◆ **Jobs**
a: Duplicate the passage about Leon "Jerry" Warner word for word, beginning at the words "That’s a brief" and stopping after "Husker Spring Game.".
b: Set down every line of the records below verbatim, keeping each line as it is.

◆ **Given text**
In 1910, Beaver City farm boy Leon “Jerry” Warner led the Nebraska Cornhuskers to their first unshared Missouri Valley Conference football title.
Less than a decade later, Nebraska’s first dual-threat quarterback enlisted in the Army Air Corps to fly in World War I, training in California, where he met a banker’s daughter he would marry and bring back to his family’s south-central Nebraska farm.
There, Warner raised a family, became a very successful farmer, but, according to his daughter, was at his happiest when he returned to Lincoln to catch a Husker game.
That’s a brief sketch of the life of one of the first Husker heroes that’s spelled out in football-heavy detail in “Dual Threat: Football & Family,” a documentary from Nebraska filmmaker Donnie Dodge that will make its world premiere at the Ross Media Arts Center on Saturday, appropriately, after the Husker Spring Game.

◆ **Information given**
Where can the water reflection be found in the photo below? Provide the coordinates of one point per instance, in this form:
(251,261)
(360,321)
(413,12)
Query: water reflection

◆ **Responses for each task**
a:
That’s a brief sketch of the life of one of the first Husker heroes that’s spelled out in football-heavy detail in “Dual Threat: Football & Family,” a documentary from Nebraska filmmaker Donnie Dodge that will make its world premiere at the Ross Media Arts Center on Saturday, appropriately, after the Husker Spring Game.

b:
Where can the water reflection be found in the photo below? Provide the coordinates of one point per instance, in this form:
(251,261)
(360,321)
(413,12)
Query: water reflection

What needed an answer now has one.